··· DATA FOR THE TASK ···
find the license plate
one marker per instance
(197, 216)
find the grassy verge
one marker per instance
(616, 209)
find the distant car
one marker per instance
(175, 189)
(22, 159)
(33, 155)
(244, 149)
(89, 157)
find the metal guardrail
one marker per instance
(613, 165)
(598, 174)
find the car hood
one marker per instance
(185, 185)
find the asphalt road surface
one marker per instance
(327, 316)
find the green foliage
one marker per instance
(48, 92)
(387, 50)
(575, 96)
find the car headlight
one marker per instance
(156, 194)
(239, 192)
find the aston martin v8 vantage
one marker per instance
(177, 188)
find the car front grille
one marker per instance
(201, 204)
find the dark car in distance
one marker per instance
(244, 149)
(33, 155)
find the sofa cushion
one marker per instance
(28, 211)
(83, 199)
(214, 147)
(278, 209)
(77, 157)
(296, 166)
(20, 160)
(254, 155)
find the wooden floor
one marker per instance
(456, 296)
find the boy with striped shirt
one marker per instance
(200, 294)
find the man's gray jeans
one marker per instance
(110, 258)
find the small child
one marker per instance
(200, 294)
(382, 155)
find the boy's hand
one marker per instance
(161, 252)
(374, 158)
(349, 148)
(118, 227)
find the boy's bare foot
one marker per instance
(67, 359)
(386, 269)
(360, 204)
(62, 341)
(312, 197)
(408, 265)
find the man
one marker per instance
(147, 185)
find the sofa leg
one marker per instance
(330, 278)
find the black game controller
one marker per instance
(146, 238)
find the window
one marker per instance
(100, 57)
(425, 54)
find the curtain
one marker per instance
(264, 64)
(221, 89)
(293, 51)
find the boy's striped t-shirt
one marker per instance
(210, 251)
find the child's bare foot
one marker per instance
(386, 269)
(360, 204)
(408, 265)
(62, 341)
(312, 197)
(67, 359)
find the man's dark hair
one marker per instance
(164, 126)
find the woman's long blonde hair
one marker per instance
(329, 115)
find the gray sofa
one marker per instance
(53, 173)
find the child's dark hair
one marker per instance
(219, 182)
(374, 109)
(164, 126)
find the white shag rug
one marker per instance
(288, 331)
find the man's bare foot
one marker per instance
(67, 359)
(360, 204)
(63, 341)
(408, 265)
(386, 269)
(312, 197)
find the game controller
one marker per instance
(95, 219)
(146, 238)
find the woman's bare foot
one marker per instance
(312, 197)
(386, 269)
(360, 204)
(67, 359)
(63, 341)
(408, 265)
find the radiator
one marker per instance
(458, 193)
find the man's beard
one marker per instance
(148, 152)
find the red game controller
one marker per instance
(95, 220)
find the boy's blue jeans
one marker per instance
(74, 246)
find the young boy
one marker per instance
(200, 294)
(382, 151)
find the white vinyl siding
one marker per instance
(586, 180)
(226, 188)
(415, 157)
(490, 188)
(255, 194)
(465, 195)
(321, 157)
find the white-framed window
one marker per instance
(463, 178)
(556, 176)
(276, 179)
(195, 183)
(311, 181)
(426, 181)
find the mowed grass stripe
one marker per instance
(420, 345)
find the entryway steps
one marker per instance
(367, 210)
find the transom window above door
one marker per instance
···
ACTIVITY | The entries above should be copied out exactly, with none left out.

FINISHED EXERCISE |
find the license plate
one marker per instance
(197, 216)
find the grassy verge
one marker per instance
(616, 209)
find the distant car
one marker per instance
(175, 189)
(22, 159)
(33, 155)
(244, 149)
(89, 157)
find the metal guardrail
one marker per instance
(613, 165)
(598, 174)
find the car hood
one marker per instance
(185, 185)
find the asphalt road surface
one marker per instance
(327, 316)
find the green foliage
one marker per instance
(48, 92)
(387, 50)
(575, 96)
find the car headlight
one marker per instance
(156, 194)
(239, 192)
find the aston martin v8 vantage
one marker per instance
(177, 188)
find the car front grille
one marker per instance
(201, 204)
find the dark car in distance
one marker per instance
(244, 149)
(33, 155)
find the sofa cushion
one marker per instance
(28, 211)
(83, 199)
(214, 147)
(278, 209)
(77, 157)
(296, 166)
(20, 160)
(254, 155)
find the wooden floor
one marker per instance
(456, 296)
find the boy with striped shirt
one marker per instance
(200, 294)
find the man's gray jeans
one marker per instance
(110, 258)
find the small child
one marker per instance
(200, 294)
(382, 155)
find the boy's hand
one marker per instance
(161, 252)
(374, 158)
(349, 148)
(118, 227)
find the boy's bare foot
one marker per instance
(67, 359)
(386, 269)
(360, 204)
(62, 341)
(312, 197)
(408, 265)
find the man
one marker per instance
(147, 185)
find the sofa leg
one marker per instance
(330, 278)
find the black game controller
one marker per instance
(146, 238)
find the window
one marker per instance
(100, 57)
(425, 54)
find the curtain
one marker per instance
(264, 64)
(221, 89)
(293, 51)
find the boy's striped t-shirt
one marker per instance
(210, 251)
find the child's bare foot
one marker per instance
(386, 269)
(360, 204)
(408, 265)
(62, 341)
(312, 197)
(67, 359)
find the man's dark hair
one marker per instance
(164, 126)
find the woman's long blonde hair
one marker per instance
(329, 115)
find the gray sofa
one marker per instance
(53, 173)
find the child's dark hair
one marker per instance
(219, 182)
(374, 109)
(164, 126)
find the white shag rug
one marker per instance
(288, 331)
find the man's bare foot
one marker per instance
(67, 359)
(360, 204)
(63, 341)
(408, 265)
(386, 269)
(312, 197)
find the game controller
one marker per instance
(95, 219)
(146, 238)
find the woman's bare foot
one marker per instance
(312, 197)
(386, 269)
(360, 204)
(67, 359)
(63, 341)
(408, 265)
find the radiator
one marker per instance
(458, 193)
find the man's beard
one marker per instance
(148, 152)
find the red game controller
one marker per instance
(95, 220)
find the boy's blue jeans
one marker per instance
(74, 246)
find the young boy
one marker per instance
(200, 294)
(382, 151)
find the white vinyl siding
one marker per instance
(586, 180)
(226, 188)
(415, 157)
(490, 188)
(255, 194)
(465, 195)
(321, 157)
find the white-framed window
one marker per instance
(463, 178)
(556, 176)
(276, 179)
(195, 183)
(311, 181)
(426, 181)
find the mowed grass stripe
one marker per instance
(420, 345)
find the entryway steps
one marker per instance
(367, 210)
find the transom window above door
one marker per instance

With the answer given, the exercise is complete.